======== Text segment ========

Between any pairs of gene lists, you can do a Fisher Exact test (where you compare the proportion of GO category genes genes in one sample/species to another sample/species instead of to a background frequency).
I think it would be hard to interpret a single statistical tests that compared the results for 10 species simultaneously. I would probably recommend either binning the categories into significant or non-significant (so, category A was significantly enriched with FDR < 0.05 in X / 10 species) or prioritize based upon the relative p-values (so, species X showed the lowest p-value for enrichment for category A). Pairwse FE test listed above could also be acceptable.
Understanding the overall goals may also be important. For example, you mention you have a list of pseudogenes, but why are these pseudogenes coming from >10 different species? GO categories will either be defined independently for each species or are defined by homologs to a single, commonly studied species. For example, the human genome has GO categories but I doubt the chimp genome has an independently curated list of GO categories. If that were the case,I don't think it would make sense to compare the relative contributions of pseudogenes that happen to have the closest homology to a known human gene versus a known chimp gene (if the assumption was correct that all chimp GO definitions were really coming from human homologs). In this case, you would call say all genes belong to a single species (whatever primate is being studied), and the GO categories are defined with respect to human homologs (or just the human genes, if you are working with human pseudogenes). Since I don't know the background for this particular comparison, I can't really provide better advice on this particular aspect.

========

- Tasks to carry out -
(A) Answer these questions from the reply on GO enrichment across species:
(i) In the Fisher Exact test it describes, what is the proportion of GO category genes in one sample/species compared to, instead of a background frequency?
(ii) What FDR cutoff appears in its example of binning categories as significant or non-significant?
(iii) Which genome does it say has GO categories?
(B) From the reply on GO enrichment across species, duplicate the part that opens with the words containing "Between any pairs" and closes with "also be acceptable.".

======== Data ========

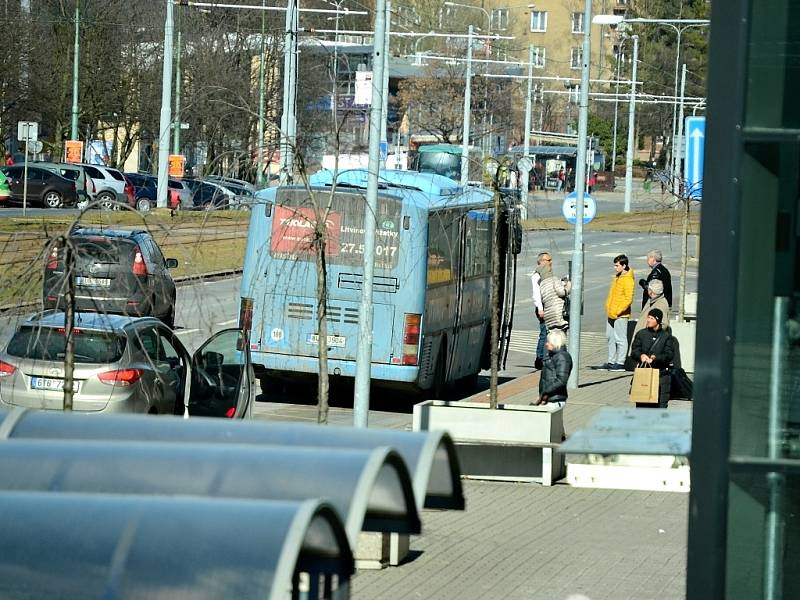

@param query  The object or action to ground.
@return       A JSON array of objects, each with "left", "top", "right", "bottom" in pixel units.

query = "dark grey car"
[
  {"left": 0, "top": 311, "right": 253, "bottom": 418},
  {"left": 43, "top": 228, "right": 178, "bottom": 327}
]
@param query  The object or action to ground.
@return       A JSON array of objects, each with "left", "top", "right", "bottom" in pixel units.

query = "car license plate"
[
  {"left": 75, "top": 277, "right": 111, "bottom": 287},
  {"left": 31, "top": 377, "right": 81, "bottom": 393},
  {"left": 306, "top": 333, "right": 347, "bottom": 348}
]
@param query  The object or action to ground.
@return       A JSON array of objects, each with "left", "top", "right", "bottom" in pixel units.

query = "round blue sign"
[{"left": 561, "top": 192, "right": 597, "bottom": 225}]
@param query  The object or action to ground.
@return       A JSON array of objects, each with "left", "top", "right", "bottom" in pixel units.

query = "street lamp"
[
  {"left": 593, "top": 15, "right": 711, "bottom": 195},
  {"left": 439, "top": 1, "right": 492, "bottom": 156}
]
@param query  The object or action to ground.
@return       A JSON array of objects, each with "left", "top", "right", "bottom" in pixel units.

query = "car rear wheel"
[
  {"left": 44, "top": 190, "right": 64, "bottom": 208},
  {"left": 97, "top": 192, "right": 117, "bottom": 210}
]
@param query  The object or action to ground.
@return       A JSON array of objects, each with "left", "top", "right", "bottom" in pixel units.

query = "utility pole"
[
  {"left": 625, "top": 35, "right": 639, "bottom": 212},
  {"left": 256, "top": 0, "right": 268, "bottom": 188},
  {"left": 675, "top": 63, "right": 692, "bottom": 323},
  {"left": 380, "top": 0, "right": 392, "bottom": 169},
  {"left": 611, "top": 46, "right": 622, "bottom": 173},
  {"left": 280, "top": 0, "right": 298, "bottom": 185},
  {"left": 156, "top": 0, "right": 175, "bottom": 208},
  {"left": 567, "top": 0, "right": 592, "bottom": 390},
  {"left": 519, "top": 44, "right": 533, "bottom": 219},
  {"left": 461, "top": 25, "right": 472, "bottom": 187},
  {"left": 69, "top": 0, "right": 81, "bottom": 140},
  {"left": 353, "top": 0, "right": 389, "bottom": 427},
  {"left": 172, "top": 11, "right": 182, "bottom": 154}
]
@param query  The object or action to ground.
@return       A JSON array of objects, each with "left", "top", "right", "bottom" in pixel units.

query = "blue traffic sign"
[
  {"left": 561, "top": 192, "right": 597, "bottom": 225},
  {"left": 683, "top": 117, "right": 706, "bottom": 199}
]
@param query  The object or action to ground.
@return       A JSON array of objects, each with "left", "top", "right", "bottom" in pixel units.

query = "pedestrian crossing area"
[{"left": 508, "top": 329, "right": 608, "bottom": 356}]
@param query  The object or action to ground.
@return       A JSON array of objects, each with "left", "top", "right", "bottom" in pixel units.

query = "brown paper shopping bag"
[{"left": 630, "top": 365, "right": 660, "bottom": 404}]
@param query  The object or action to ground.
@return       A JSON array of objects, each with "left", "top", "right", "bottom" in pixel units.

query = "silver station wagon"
[{"left": 0, "top": 311, "right": 253, "bottom": 418}]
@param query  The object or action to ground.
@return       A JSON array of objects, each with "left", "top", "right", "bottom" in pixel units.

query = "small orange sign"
[
  {"left": 64, "top": 140, "right": 83, "bottom": 163},
  {"left": 169, "top": 154, "right": 186, "bottom": 177}
]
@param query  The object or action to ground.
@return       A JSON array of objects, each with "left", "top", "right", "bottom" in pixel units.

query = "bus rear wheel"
[{"left": 430, "top": 345, "right": 447, "bottom": 400}]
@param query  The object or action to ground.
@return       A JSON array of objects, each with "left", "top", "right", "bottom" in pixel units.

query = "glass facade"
[
  {"left": 687, "top": 0, "right": 800, "bottom": 600},
  {"left": 687, "top": 0, "right": 800, "bottom": 600}
]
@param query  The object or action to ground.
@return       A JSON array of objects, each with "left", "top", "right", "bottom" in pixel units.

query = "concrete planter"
[{"left": 413, "top": 400, "right": 564, "bottom": 485}]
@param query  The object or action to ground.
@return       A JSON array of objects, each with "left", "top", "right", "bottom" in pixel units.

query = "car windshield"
[{"left": 7, "top": 326, "right": 125, "bottom": 363}]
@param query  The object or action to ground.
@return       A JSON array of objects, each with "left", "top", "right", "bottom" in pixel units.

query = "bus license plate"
[
  {"left": 31, "top": 377, "right": 81, "bottom": 393},
  {"left": 306, "top": 333, "right": 347, "bottom": 348},
  {"left": 75, "top": 277, "right": 111, "bottom": 287}
]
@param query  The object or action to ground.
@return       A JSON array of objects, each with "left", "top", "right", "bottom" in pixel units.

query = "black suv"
[
  {"left": 43, "top": 228, "right": 178, "bottom": 327},
  {"left": 0, "top": 165, "right": 78, "bottom": 208}
]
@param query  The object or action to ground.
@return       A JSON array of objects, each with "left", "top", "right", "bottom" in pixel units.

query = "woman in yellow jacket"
[{"left": 603, "top": 254, "right": 635, "bottom": 371}]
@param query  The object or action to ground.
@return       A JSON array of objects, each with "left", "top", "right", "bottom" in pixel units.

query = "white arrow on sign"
[{"left": 689, "top": 129, "right": 704, "bottom": 185}]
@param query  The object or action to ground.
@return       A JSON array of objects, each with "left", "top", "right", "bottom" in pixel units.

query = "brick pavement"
[{"left": 352, "top": 338, "right": 691, "bottom": 600}]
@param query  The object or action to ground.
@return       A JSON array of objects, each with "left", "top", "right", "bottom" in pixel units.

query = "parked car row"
[
  {"left": 120, "top": 173, "right": 255, "bottom": 212},
  {"left": 0, "top": 227, "right": 253, "bottom": 418},
  {"left": 0, "top": 162, "right": 255, "bottom": 212},
  {"left": 0, "top": 311, "right": 252, "bottom": 418},
  {"left": 0, "top": 162, "right": 134, "bottom": 209}
]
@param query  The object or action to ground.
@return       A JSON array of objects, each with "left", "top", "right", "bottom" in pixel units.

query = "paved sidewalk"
[{"left": 352, "top": 335, "right": 691, "bottom": 600}]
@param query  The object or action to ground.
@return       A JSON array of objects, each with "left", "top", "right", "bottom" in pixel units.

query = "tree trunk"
[
  {"left": 489, "top": 190, "right": 501, "bottom": 408},
  {"left": 314, "top": 229, "right": 330, "bottom": 425}
]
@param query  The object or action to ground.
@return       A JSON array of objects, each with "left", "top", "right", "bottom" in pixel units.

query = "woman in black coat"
[{"left": 532, "top": 329, "right": 572, "bottom": 409}]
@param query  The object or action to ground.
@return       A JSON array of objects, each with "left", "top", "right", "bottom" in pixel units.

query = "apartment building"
[{"left": 443, "top": 0, "right": 629, "bottom": 131}]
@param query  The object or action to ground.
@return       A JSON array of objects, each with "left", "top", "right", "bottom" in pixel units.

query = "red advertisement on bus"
[{"left": 270, "top": 206, "right": 341, "bottom": 257}]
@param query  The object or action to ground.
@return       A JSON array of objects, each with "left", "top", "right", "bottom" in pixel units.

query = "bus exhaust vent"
[
  {"left": 339, "top": 273, "right": 400, "bottom": 294},
  {"left": 327, "top": 304, "right": 358, "bottom": 325},
  {"left": 342, "top": 307, "right": 358, "bottom": 325},
  {"left": 286, "top": 302, "right": 314, "bottom": 321},
  {"left": 326, "top": 305, "right": 342, "bottom": 323}
]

========

- Answers for this exercise -
(A)
(i) To another sample/species.
(ii) FDR < 0.05.
(iii) The human genome.

(B)
Between any pairs of gene lists, you can do a Fisher Exact test (where you compare the proportion of GO category genes genes in one sample/species to another sample/species instead of to a background frequency).
I think it would be hard to interpret a single statistical tests that compared the results for 10 species simultaneously. I would probably recommend either binning the categories into significant or non-significant (so, category A was significantly enriched with FDR < 0.05 in X / 10 species) or prioritize based upon the relative p-values (so, species X showed the lowest p-value for enrichment for category A). Pairwse FE test listed above could also be acceptable.